▶ _Problem_
Copy out the data that follows exactly, leaving out no line.

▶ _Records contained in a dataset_
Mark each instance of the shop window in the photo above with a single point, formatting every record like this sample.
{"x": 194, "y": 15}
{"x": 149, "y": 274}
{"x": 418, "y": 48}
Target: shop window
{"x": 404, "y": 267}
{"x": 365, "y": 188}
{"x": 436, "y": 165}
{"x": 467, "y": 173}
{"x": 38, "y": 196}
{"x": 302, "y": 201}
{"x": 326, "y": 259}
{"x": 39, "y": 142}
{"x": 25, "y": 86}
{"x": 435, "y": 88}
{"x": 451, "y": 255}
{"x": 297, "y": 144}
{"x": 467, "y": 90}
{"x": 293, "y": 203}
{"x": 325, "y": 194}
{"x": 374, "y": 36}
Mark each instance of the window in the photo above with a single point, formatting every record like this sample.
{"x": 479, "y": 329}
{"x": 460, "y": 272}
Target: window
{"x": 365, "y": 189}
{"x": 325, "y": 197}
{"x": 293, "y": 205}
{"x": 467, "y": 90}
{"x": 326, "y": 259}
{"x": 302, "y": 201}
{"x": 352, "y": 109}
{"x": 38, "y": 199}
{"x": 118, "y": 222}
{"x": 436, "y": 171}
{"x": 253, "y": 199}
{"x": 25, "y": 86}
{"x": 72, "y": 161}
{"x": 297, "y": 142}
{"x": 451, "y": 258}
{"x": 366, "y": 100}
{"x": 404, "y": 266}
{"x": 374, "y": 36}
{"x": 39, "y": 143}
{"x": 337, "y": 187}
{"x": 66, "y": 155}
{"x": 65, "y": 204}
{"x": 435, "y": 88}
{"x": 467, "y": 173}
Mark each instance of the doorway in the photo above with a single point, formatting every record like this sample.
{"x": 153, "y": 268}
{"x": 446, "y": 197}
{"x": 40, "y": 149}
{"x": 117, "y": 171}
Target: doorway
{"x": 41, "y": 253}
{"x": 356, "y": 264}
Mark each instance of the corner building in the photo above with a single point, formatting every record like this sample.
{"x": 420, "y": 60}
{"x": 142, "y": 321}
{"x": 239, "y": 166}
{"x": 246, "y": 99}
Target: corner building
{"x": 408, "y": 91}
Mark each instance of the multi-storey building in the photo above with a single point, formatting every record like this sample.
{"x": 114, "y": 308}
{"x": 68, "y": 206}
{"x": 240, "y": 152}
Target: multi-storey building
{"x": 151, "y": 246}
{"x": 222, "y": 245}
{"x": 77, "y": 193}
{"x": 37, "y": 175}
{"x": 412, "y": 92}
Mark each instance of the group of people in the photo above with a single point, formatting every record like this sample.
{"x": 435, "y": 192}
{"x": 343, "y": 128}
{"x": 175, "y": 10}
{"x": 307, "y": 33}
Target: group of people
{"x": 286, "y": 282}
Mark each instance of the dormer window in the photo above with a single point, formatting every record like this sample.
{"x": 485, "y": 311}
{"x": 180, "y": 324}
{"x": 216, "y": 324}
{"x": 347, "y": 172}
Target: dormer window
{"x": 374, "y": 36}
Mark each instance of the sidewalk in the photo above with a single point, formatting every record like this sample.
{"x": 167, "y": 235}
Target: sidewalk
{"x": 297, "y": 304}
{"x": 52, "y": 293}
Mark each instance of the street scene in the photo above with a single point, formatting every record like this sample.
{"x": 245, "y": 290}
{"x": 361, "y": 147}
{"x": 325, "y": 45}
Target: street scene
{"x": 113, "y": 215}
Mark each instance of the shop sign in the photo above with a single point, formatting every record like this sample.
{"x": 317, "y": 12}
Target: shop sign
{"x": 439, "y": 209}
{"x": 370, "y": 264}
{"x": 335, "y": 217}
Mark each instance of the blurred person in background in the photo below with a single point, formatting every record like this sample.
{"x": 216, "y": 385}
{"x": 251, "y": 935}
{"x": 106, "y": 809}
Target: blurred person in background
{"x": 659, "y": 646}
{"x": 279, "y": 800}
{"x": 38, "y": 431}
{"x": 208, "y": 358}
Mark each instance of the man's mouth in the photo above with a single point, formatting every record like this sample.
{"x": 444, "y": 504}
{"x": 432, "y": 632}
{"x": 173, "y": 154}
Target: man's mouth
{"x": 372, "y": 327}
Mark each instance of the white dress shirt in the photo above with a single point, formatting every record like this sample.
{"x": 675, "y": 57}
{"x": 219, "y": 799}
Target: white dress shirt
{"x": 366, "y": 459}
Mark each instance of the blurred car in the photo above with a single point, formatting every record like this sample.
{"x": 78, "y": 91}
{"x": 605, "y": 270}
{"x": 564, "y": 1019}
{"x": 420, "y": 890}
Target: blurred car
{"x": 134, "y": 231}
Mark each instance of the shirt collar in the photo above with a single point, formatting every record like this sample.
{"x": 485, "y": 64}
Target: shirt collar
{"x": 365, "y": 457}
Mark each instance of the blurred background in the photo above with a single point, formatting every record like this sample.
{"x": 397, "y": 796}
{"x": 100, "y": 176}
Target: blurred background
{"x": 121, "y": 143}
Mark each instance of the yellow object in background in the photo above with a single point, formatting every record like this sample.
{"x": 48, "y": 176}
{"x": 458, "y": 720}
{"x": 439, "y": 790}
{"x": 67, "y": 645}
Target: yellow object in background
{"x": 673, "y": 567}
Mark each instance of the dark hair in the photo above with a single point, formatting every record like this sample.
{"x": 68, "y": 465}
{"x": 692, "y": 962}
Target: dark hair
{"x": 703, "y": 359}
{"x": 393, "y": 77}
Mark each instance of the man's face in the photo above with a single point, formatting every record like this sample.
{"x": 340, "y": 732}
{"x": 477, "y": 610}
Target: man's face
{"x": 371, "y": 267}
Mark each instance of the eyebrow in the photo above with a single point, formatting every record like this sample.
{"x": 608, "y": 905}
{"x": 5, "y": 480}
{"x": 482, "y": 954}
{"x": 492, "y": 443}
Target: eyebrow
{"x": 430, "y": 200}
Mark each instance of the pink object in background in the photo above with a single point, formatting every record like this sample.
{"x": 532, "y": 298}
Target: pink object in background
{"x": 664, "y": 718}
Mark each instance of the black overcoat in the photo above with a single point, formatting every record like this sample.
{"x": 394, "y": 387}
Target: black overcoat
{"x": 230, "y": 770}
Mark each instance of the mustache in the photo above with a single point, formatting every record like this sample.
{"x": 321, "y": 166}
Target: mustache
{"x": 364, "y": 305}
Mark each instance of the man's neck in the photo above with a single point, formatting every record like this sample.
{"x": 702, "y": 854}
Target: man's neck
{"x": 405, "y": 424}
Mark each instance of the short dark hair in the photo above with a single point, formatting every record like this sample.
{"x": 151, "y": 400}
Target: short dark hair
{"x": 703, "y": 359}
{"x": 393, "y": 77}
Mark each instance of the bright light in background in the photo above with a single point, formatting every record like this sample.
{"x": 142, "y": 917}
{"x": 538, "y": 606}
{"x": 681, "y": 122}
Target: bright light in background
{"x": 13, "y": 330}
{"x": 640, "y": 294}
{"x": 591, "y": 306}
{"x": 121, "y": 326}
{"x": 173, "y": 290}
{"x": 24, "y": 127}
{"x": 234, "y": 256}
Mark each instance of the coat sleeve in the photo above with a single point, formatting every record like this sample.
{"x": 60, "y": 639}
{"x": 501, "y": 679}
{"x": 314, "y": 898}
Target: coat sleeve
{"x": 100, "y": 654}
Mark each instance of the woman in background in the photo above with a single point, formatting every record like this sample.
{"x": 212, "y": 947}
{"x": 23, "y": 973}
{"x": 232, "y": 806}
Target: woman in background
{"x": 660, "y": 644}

▶ _Result_
Mark each instance of the shop window in the photo above with a single point, formatting every record like this sample.
{"x": 194, "y": 15}
{"x": 149, "y": 274}
{"x": 418, "y": 48}
Target: shop window
{"x": 404, "y": 267}
{"x": 365, "y": 188}
{"x": 436, "y": 165}
{"x": 467, "y": 173}
{"x": 38, "y": 196}
{"x": 302, "y": 201}
{"x": 326, "y": 259}
{"x": 39, "y": 142}
{"x": 25, "y": 86}
{"x": 435, "y": 88}
{"x": 451, "y": 255}
{"x": 297, "y": 144}
{"x": 467, "y": 90}
{"x": 293, "y": 203}
{"x": 325, "y": 194}
{"x": 374, "y": 36}
Mark each instance of the window in the photo above with a single point, formatting every record like this sample.
{"x": 479, "y": 329}
{"x": 460, "y": 272}
Target: window
{"x": 365, "y": 189}
{"x": 325, "y": 197}
{"x": 293, "y": 205}
{"x": 467, "y": 90}
{"x": 326, "y": 259}
{"x": 302, "y": 201}
{"x": 352, "y": 109}
{"x": 38, "y": 199}
{"x": 118, "y": 222}
{"x": 436, "y": 171}
{"x": 253, "y": 199}
{"x": 25, "y": 86}
{"x": 72, "y": 161}
{"x": 297, "y": 142}
{"x": 451, "y": 258}
{"x": 366, "y": 100}
{"x": 404, "y": 266}
{"x": 374, "y": 36}
{"x": 39, "y": 143}
{"x": 337, "y": 187}
{"x": 66, "y": 155}
{"x": 65, "y": 204}
{"x": 435, "y": 88}
{"x": 467, "y": 173}
Mark each instance of the doorway in the photo above with a single point, formatting every record like this sample.
{"x": 153, "y": 268}
{"x": 446, "y": 197}
{"x": 40, "y": 149}
{"x": 117, "y": 171}
Target: doorway
{"x": 41, "y": 253}
{"x": 356, "y": 264}
Mark each instance of the corner building in the photo above with a single point, formatting every record like this sample.
{"x": 420, "y": 60}
{"x": 142, "y": 321}
{"x": 239, "y": 166}
{"x": 246, "y": 99}
Target: corner building
{"x": 408, "y": 91}
Mark each instance of the multi-storey building in the photo above with a single point, formatting every record like this sample.
{"x": 114, "y": 308}
{"x": 68, "y": 206}
{"x": 240, "y": 152}
Target: multi-storey building
{"x": 151, "y": 246}
{"x": 222, "y": 245}
{"x": 77, "y": 193}
{"x": 37, "y": 175}
{"x": 412, "y": 92}
Mark each instance of the group of people in the photo above with a single point, formatting every record like this sample.
{"x": 435, "y": 192}
{"x": 343, "y": 128}
{"x": 175, "y": 10}
{"x": 307, "y": 33}
Target: group of people
{"x": 286, "y": 282}
Mark each instance of the dormer window in the photo above with a single point, formatting every record like this sample.
{"x": 485, "y": 311}
{"x": 180, "y": 324}
{"x": 216, "y": 324}
{"x": 347, "y": 172}
Target: dormer window
{"x": 374, "y": 36}
Mark each instance of the sidewalk in the photo above with a single point, formatting every record like this sample.
{"x": 167, "y": 235}
Target: sidewalk
{"x": 297, "y": 304}
{"x": 52, "y": 293}
Mark each instance of the street scene in the photo above with a single point, formatting every record like this sample.
{"x": 245, "y": 290}
{"x": 361, "y": 147}
{"x": 325, "y": 45}
Target: street scene
{"x": 113, "y": 215}
Mark each instance of the shop sign in the photo above with a single point, formatting every record like this sample.
{"x": 317, "y": 12}
Target: shop sign
{"x": 439, "y": 209}
{"x": 370, "y": 264}
{"x": 335, "y": 217}
Mark each instance of the blurred person in background in the photo below with a single point, formatting every record like this sample.
{"x": 216, "y": 385}
{"x": 251, "y": 935}
{"x": 106, "y": 809}
Target: blurred person in background
{"x": 659, "y": 646}
{"x": 279, "y": 800}
{"x": 38, "y": 431}
{"x": 208, "y": 358}
Mark each instance of the man's mouth in the photo above with a single point, formatting every record like this sample.
{"x": 444, "y": 504}
{"x": 432, "y": 632}
{"x": 173, "y": 154}
Target: man's mouth
{"x": 372, "y": 327}
Mark each instance of the white dress shirt in the photo above with a single point, formatting every record like this sample.
{"x": 675, "y": 57}
{"x": 219, "y": 799}
Target: white dress shirt
{"x": 366, "y": 459}
Mark each instance of the blurred car in the photo above with a single point, formatting every record like this sample.
{"x": 78, "y": 91}
{"x": 605, "y": 270}
{"x": 564, "y": 1019}
{"x": 420, "y": 890}
Target: blurred car
{"x": 134, "y": 231}
Mark each instance of the shirt collar in the photo above with a single point, formatting every record like this sample.
{"x": 485, "y": 64}
Target: shirt collar
{"x": 365, "y": 457}
Mark each instance of the blurred background in the photo above with a single point, formatting every record like this sample.
{"x": 397, "y": 796}
{"x": 100, "y": 176}
Target: blurred background
{"x": 121, "y": 143}
Mark each instance of the yellow object in background in the photo above with a single point, formatting every record like this sample.
{"x": 48, "y": 176}
{"x": 458, "y": 720}
{"x": 439, "y": 790}
{"x": 67, "y": 645}
Target: yellow object in background
{"x": 673, "y": 567}
Mark each instance of the dark hair in the photo above with a single point, formatting every record like this sample.
{"x": 68, "y": 465}
{"x": 692, "y": 962}
Target: dark hair
{"x": 703, "y": 359}
{"x": 393, "y": 77}
Mark each instance of the man's face in the photo above with a single point, formatting every record like this sample.
{"x": 340, "y": 732}
{"x": 477, "y": 610}
Target: man's face
{"x": 371, "y": 267}
Mark each instance of the eyebrow in the photo above with a single point, formatting every record like this sample.
{"x": 608, "y": 905}
{"x": 5, "y": 480}
{"x": 482, "y": 954}
{"x": 492, "y": 443}
Target: eyebrow
{"x": 430, "y": 200}
Mark each instance of the pink object in background in the photo above with a single point, formatting every record like this sample.
{"x": 532, "y": 298}
Target: pink object in background
{"x": 664, "y": 718}
Mark each instance of the black overcoat in the photo above with a single point, formatting every record like this sample.
{"x": 394, "y": 387}
Target: black overcoat
{"x": 230, "y": 770}
Mark each instance of the mustache in the photo above with a single point, formatting every record like this sample.
{"x": 321, "y": 166}
Target: mustache
{"x": 364, "y": 305}
Mark each instance of the man's neck in the photo above with a single point, formatting every record like this sample.
{"x": 702, "y": 854}
Target: man's neck
{"x": 405, "y": 424}
Mark each instance of the short dark hair in the photo above with a single point, formatting every record like this sample.
{"x": 151, "y": 400}
Target: short dark hair
{"x": 703, "y": 359}
{"x": 393, "y": 77}
Mark each instance of the bright light in background in the photo above with a single point, formatting every record like this sample.
{"x": 142, "y": 917}
{"x": 538, "y": 606}
{"x": 681, "y": 122}
Target: bright light in background
{"x": 13, "y": 330}
{"x": 640, "y": 294}
{"x": 591, "y": 306}
{"x": 121, "y": 326}
{"x": 173, "y": 290}
{"x": 24, "y": 127}
{"x": 234, "y": 256}
Mark each instance of the coat sleeve in the photo above with a single point, formatting every record like this sample.
{"x": 60, "y": 639}
{"x": 501, "y": 679}
{"x": 314, "y": 898}
Target: coat sleeve
{"x": 100, "y": 654}
Mark each instance of the woman in background in the photo above with a single point, formatting every record like this sample.
{"x": 212, "y": 947}
{"x": 23, "y": 973}
{"x": 232, "y": 806}
Target: woman in background
{"x": 660, "y": 644}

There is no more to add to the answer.